INSTRUCTION.
From the line with "Q: For the photo above, point to the green foliage, giving" to the final line of the records, reproduce every line exactly and only those lines.

SOURCE DATA.
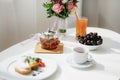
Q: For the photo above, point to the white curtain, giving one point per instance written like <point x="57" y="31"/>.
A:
<point x="20" y="18"/>
<point x="103" y="13"/>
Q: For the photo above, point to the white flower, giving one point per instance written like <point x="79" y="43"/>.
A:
<point x="64" y="1"/>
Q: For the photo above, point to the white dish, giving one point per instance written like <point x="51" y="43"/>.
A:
<point x="45" y="72"/>
<point x="87" y="64"/>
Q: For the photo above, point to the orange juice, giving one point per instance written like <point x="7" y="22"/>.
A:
<point x="81" y="26"/>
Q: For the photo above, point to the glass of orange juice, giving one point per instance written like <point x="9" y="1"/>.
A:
<point x="81" y="26"/>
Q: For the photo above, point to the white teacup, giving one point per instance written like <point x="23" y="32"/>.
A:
<point x="80" y="54"/>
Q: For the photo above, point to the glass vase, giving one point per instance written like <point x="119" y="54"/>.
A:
<point x="62" y="27"/>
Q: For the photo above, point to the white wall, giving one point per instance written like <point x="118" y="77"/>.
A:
<point x="103" y="13"/>
<point x="17" y="21"/>
<point x="20" y="18"/>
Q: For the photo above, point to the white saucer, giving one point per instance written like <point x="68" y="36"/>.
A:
<point x="87" y="64"/>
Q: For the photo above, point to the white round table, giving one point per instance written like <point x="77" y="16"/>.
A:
<point x="107" y="57"/>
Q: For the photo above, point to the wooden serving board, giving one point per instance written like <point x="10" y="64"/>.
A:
<point x="58" y="50"/>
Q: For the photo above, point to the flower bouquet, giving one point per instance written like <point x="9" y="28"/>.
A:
<point x="62" y="9"/>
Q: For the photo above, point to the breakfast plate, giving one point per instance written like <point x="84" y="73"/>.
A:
<point x="87" y="64"/>
<point x="39" y="74"/>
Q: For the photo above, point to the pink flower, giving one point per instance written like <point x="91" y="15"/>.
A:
<point x="70" y="5"/>
<point x="57" y="8"/>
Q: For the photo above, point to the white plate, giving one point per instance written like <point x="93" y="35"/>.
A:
<point x="42" y="73"/>
<point x="87" y="64"/>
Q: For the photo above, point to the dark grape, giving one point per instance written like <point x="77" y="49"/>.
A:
<point x="90" y="39"/>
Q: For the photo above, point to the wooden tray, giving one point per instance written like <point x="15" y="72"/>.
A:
<point x="58" y="50"/>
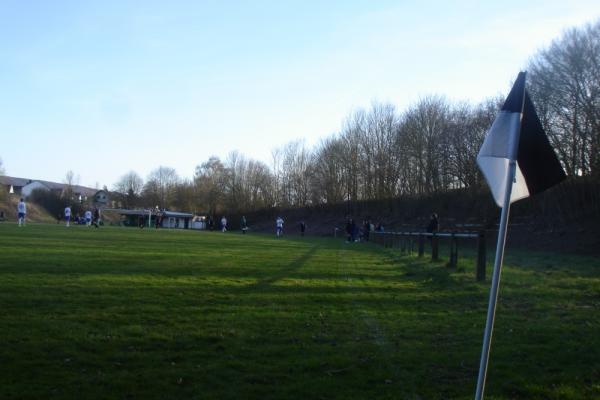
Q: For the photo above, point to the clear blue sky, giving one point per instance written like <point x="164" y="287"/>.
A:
<point x="104" y="87"/>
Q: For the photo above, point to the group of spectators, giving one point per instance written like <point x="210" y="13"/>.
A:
<point x="89" y="217"/>
<point x="357" y="233"/>
<point x="279" y="222"/>
<point x="361" y="232"/>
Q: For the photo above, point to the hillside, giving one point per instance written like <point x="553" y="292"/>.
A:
<point x="566" y="218"/>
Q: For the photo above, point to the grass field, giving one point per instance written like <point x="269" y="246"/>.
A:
<point x="145" y="314"/>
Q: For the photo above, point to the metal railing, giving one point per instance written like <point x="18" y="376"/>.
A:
<point x="407" y="241"/>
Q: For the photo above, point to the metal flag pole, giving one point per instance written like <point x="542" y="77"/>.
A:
<point x="491" y="314"/>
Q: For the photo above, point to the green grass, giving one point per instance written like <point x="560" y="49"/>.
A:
<point x="144" y="314"/>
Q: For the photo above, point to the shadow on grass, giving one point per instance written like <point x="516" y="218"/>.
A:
<point x="287" y="270"/>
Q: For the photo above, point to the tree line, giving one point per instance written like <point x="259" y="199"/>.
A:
<point x="382" y="152"/>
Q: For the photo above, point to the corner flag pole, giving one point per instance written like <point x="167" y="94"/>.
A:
<point x="491" y="314"/>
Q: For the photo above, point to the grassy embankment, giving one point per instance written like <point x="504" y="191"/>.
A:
<point x="129" y="313"/>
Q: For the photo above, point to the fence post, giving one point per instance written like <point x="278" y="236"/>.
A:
<point x="453" y="252"/>
<point x="481" y="249"/>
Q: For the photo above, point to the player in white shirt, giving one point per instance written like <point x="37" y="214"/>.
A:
<point x="68" y="215"/>
<point x="88" y="218"/>
<point x="22" y="212"/>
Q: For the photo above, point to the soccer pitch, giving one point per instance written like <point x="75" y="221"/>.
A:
<point x="164" y="314"/>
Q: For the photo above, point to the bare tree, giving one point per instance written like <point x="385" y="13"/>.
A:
<point x="129" y="187"/>
<point x="160" y="186"/>
<point x="210" y="180"/>
<point x="565" y="85"/>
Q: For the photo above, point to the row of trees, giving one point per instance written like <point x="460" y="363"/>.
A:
<point x="380" y="152"/>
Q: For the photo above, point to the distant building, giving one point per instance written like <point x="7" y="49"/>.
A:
<point x="101" y="198"/>
<point x="12" y="184"/>
<point x="24" y="187"/>
<point x="169" y="219"/>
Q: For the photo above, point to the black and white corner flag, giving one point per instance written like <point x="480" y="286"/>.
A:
<point x="537" y="166"/>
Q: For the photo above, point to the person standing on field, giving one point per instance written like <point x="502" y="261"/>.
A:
<point x="244" y="224"/>
<point x="96" y="217"/>
<point x="68" y="215"/>
<point x="88" y="218"/>
<point x="21" y="212"/>
<point x="279" y="226"/>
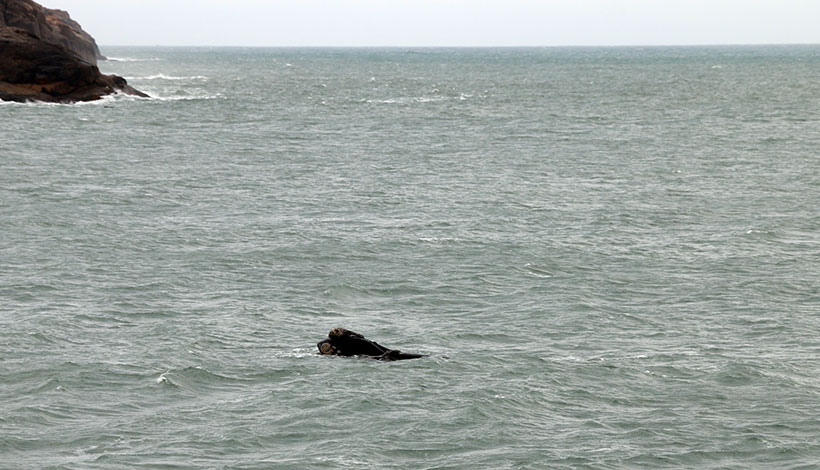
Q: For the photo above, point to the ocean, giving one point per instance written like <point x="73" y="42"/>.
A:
<point x="610" y="255"/>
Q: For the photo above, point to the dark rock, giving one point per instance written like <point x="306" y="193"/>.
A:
<point x="341" y="342"/>
<point x="46" y="56"/>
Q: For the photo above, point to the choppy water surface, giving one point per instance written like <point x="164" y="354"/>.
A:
<point x="611" y="256"/>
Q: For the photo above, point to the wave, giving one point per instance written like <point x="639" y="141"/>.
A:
<point x="162" y="76"/>
<point x="131" y="59"/>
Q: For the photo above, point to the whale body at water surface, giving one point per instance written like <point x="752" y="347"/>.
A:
<point x="342" y="342"/>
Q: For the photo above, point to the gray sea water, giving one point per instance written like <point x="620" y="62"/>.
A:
<point x="611" y="256"/>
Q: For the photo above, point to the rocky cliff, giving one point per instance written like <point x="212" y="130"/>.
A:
<point x="46" y="56"/>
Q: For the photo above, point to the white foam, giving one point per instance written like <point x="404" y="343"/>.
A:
<point x="162" y="76"/>
<point x="131" y="59"/>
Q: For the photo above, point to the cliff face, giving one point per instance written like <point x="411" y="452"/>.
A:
<point x="51" y="26"/>
<point x="46" y="56"/>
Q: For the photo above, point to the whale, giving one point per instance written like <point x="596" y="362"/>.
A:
<point x="342" y="342"/>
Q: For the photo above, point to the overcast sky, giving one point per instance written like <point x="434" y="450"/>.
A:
<point x="445" y="22"/>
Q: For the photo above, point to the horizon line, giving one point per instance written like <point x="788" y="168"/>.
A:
<point x="554" y="46"/>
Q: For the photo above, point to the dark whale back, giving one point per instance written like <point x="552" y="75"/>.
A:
<point x="342" y="342"/>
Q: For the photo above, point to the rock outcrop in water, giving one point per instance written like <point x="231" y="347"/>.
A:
<point x="46" y="56"/>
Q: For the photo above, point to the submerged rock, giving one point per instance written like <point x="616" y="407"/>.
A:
<point x="46" y="56"/>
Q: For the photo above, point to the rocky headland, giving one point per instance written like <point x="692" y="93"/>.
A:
<point x="46" y="56"/>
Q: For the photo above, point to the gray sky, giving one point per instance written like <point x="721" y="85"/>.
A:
<point x="445" y="22"/>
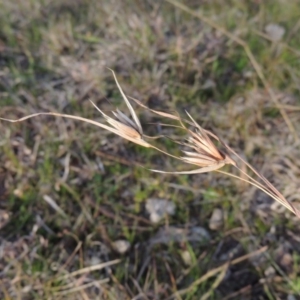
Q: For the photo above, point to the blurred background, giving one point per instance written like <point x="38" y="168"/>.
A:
<point x="79" y="217"/>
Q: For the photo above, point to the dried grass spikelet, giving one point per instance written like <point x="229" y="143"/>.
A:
<point x="206" y="155"/>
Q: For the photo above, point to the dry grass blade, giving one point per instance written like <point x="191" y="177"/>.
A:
<point x="132" y="112"/>
<point x="250" y="55"/>
<point x="120" y="129"/>
<point x="197" y="171"/>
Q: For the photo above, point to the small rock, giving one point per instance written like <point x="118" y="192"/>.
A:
<point x="216" y="220"/>
<point x="270" y="272"/>
<point x="158" y="208"/>
<point x="208" y="84"/>
<point x="121" y="246"/>
<point x="275" y="31"/>
<point x="187" y="258"/>
<point x="178" y="235"/>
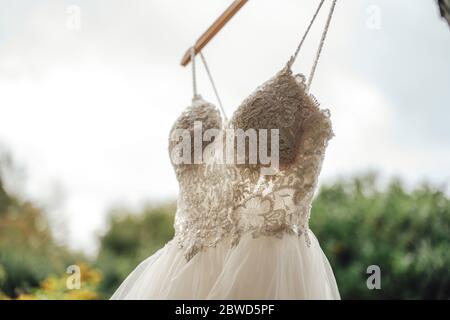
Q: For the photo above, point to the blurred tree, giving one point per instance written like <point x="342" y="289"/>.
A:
<point x="407" y="234"/>
<point x="132" y="237"/>
<point x="28" y="251"/>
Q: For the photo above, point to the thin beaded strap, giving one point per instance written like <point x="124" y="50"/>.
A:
<point x="294" y="56"/>
<point x="194" y="76"/>
<point x="194" y="81"/>
<point x="322" y="41"/>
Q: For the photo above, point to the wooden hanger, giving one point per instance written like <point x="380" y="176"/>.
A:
<point x="213" y="29"/>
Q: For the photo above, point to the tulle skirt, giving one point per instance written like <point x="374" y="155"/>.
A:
<point x="261" y="268"/>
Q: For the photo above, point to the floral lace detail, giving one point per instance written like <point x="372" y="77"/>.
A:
<point x="277" y="204"/>
<point x="204" y="204"/>
<point x="220" y="200"/>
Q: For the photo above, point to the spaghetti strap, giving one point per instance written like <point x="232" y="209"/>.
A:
<point x="321" y="44"/>
<point x="294" y="56"/>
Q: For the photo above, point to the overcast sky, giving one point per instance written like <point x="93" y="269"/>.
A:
<point x="86" y="106"/>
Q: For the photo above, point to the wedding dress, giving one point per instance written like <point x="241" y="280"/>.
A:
<point x="241" y="234"/>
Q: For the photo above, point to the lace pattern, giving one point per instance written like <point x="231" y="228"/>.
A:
<point x="219" y="200"/>
<point x="276" y="204"/>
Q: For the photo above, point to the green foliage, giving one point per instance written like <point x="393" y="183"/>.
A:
<point x="407" y="234"/>
<point x="132" y="237"/>
<point x="28" y="251"/>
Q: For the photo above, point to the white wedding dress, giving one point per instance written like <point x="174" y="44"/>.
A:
<point x="240" y="234"/>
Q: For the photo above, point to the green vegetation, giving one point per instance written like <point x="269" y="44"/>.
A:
<point x="405" y="232"/>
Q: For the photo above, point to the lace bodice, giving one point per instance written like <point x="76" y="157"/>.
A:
<point x="272" y="205"/>
<point x="218" y="200"/>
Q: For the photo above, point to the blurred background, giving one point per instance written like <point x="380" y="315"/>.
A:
<point x="90" y="89"/>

OUTPUT FOR THIS EXERCISE.
Q: For the photo above, point to the green foliage, giving one point per instance written like <point x="393" y="183"/>.
A:
<point x="407" y="234"/>
<point x="132" y="237"/>
<point x="28" y="251"/>
Q: For the photo above, point to the white wedding dress, giving one point per instance written like <point x="174" y="44"/>.
A:
<point x="240" y="234"/>
Q: For the photo above, point to the green vegetation, giving one point per instance written like <point x="269" y="44"/>.
A:
<point x="405" y="232"/>
Q: For the photo above, point to the lace bodice, giving one point per instance written like <point x="76" y="157"/>.
A:
<point x="272" y="205"/>
<point x="218" y="200"/>
Q: For the photo above, point to the blurred background, giving one point per instance written like <point x="380" y="315"/>.
A:
<point x="90" y="89"/>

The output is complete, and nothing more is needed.